■ JOB A
Decide whether each statement below agrees with the Kinesis source page, answering yes or no and quoting the deciding words of the page: (i) New shards are discovered every five seconds. (ii) Throttled reads are retried with exponential backoff up to five times. (iii) Shards are assigned to operator instances by round-robin.
■ JOB B
Reproduce word for word the passage of the Kinesis source page from "Implementation:ArroyoSystems Arroyo Kinesis" to "for throttled reads.".

begin SELECTED EXTRACT

Implementation:ArroyoSystems Arroyo Kinesis Source
| Knowledge Sources | |
|---|---|
| Domains | Streaming, Connectors |
| Last Updated | 2026-02-08 08:00 GMT |
Overview
KinesisSourceFunc is the Arroyo source operator that consumes records from AWS Kinesis streams with shard-level state tracking, automatic shard discovery, and retry logic for throttled reads.
Description
The Kinesis source operator initializes an AWS SDK KinesisClient and maintains per-shard state including offset (sequence number) and closed status. Shards are assigned to operator instances via hash-based partitioning on the shard ID. The operator uses a FuturesUnordered collection to concurrently read from multiple shards, each driven by shard iterator IDs. New shards are periodically discovered via sync_shards() every second. The operator handles ExpiredIteratorException by requesting new shard iterators, and retries throttled reads (ProvisionedThroughputExceededException) with exponential backoff up to 5 retries. Shard state (including sequence numbers) is persisted during checkpoints to enable recovery. The operator supports Earliest, Latest, SequenceNumber, and Timestamp offset modes.
Usage
Use KinesisSourceFunc when you need to ingest streaming data from an AWS Kinesis Data Stream into an Arroyo pipeline with fault-tolerant shard tracking.
Code Reference
Source Location
- Repository: ArroyoSystems_Arroyo
- File: crates/arroyo-connectors/src/kinesis/source.rs
Signature
pub struct KinesisSourceFunc {
pub stream_name: String,
pub format: Format,
pub framing: Option<Framing>,
pub bad_data: Option<BadData>,
pub kinesis_client: Option<KinesisClient>,
pub aws_region: Option<String>,
pub shards: HashMap<String, ShardState>,
pub offset: SourceOffset,
}
pub struct ShardState {
stream_name: String,
shard_id: String,
offset: KinesisOffset,
closed: bool,
}
pub enum KinesisOffset {
Earliest,
Latest,
SequenceNumber(String),
Timestamp(SystemTime),
}
#[async_trait]
impl SourceOperator for KinesisSourceFunc {
fn name(&self) -> String;
fn tables(&self) -> HashMap<String, TableConfig>;
async fn run(&mut self, ctx: &mut SourceContext, collector: &mut SourceCollector)
-> DataflowResult<SourceFinishType>;
}
Import
use arroyo_connectors::kinesis::source::KinesisSourceFunc;
I/O Contract
Inputs
| Name | Type | Required | Description |
|---|---|---|---|
| stream_name | String | Yes | Name of the Kinesis stream to consume from |
| format | Format | Yes | Deserialization format for record data |
| offset | SourceOffset | Yes | Starting offset (Earliest or Latest) |
| aws_region | Option<String> | No | AWS region for the Kinesis client |
Outputs
| Name | Type | Description |
|---|---|---|
| records | RecordBatch | Deserialized Arrow record batches from Kinesis records with approximate arrival timestamps |
Usage Examples
let source = KinesisSourceFunc {
stream_name: "my-kinesis-stream".to_string(),
format: Format::Json(JsonFormat::default()),
framing: None,
bad_data: None,
kinesis_client: None,
aws_region: Some("us-east-1".to_string()),
shards: HashMap::new(),
offset: SourceOffset::Latest,
};

end SELECTED EXTRACT
begin DATASET EXCERPTS

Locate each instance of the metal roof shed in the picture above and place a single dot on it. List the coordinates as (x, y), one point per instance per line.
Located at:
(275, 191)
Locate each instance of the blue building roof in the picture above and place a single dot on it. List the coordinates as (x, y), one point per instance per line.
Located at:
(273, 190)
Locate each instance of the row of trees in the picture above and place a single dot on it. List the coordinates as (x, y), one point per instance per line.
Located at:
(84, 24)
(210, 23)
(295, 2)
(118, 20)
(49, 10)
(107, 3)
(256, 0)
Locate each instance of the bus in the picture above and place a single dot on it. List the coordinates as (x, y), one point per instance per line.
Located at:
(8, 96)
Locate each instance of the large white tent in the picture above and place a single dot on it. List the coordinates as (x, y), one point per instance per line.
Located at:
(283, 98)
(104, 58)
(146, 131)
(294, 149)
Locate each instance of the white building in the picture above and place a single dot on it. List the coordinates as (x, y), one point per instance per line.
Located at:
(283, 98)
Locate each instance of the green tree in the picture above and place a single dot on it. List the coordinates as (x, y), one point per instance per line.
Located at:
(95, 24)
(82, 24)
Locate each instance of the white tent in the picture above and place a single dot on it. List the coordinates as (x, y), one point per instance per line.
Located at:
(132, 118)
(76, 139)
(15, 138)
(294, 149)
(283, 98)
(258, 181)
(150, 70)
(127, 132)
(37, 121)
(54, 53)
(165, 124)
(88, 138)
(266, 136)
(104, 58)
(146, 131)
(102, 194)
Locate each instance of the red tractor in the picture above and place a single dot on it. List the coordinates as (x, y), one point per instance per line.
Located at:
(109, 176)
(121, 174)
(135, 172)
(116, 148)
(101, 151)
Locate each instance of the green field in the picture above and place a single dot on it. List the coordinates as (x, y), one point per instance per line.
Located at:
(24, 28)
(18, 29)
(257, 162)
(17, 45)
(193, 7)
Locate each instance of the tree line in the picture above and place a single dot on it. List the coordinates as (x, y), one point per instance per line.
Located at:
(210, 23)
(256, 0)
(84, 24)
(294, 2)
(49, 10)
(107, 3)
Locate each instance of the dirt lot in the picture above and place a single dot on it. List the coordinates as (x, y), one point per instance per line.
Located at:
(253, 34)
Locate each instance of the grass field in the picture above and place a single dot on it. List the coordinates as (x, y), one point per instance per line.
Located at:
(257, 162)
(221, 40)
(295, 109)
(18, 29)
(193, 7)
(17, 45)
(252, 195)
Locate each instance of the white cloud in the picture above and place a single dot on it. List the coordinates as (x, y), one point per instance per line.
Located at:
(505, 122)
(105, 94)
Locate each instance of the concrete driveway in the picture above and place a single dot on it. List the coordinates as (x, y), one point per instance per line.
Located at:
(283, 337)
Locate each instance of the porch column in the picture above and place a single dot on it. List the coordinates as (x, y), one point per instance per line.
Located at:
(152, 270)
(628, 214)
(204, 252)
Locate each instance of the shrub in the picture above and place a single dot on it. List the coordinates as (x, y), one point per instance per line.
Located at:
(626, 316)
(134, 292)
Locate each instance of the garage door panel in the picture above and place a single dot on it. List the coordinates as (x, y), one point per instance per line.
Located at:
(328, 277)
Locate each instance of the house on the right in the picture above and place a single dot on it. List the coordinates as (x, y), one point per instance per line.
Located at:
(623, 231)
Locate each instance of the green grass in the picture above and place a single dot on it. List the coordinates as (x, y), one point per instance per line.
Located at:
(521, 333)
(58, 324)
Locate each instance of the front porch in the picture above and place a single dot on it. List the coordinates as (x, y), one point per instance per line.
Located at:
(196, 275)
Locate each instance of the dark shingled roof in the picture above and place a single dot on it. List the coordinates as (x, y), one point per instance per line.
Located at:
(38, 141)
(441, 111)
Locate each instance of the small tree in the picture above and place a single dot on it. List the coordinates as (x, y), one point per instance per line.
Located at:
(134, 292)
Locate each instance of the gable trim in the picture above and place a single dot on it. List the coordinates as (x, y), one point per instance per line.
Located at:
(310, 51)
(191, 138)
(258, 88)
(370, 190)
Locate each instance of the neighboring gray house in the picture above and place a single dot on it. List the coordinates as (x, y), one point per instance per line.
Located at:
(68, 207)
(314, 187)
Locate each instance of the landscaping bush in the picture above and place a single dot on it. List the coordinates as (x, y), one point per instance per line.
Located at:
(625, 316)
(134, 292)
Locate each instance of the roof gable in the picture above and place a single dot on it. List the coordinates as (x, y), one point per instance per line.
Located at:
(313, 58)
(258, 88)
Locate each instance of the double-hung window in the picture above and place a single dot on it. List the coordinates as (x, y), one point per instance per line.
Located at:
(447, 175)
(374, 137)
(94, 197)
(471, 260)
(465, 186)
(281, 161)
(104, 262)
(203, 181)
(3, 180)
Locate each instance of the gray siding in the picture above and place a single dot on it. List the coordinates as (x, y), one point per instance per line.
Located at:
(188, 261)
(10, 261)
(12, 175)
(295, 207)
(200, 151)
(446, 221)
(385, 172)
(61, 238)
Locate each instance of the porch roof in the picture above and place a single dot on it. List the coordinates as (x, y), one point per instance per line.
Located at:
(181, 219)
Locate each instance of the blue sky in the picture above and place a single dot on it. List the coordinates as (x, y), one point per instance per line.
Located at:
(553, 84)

end DATASET EXCERPTS

■ RESPONSE A
(i) No: "New shards are periodically discovered via sync_shards() every second."
(ii) Yes: "retries throttled reads (ProvisionedThroughputExceededException) with exponential backoff up to 5 retries"
(iii) No: "Shards are assigned to operator instances via hash-based partitioning on the shard ID."

■ RESPONSE B
Implementation:ArroyoSystems Arroyo Kinesis Source
| Knowledge Sources | |
|---|---|
| Domains | Streaming, Connectors |
| Last Updated | 2026-02-08 08:00 GMT |
Overview
KinesisSourceFunc is the Arroyo source operator that consumes records from AWS Kinesis streams with shard-level state tracking, automatic shard discovery, and retry logic for throttled reads.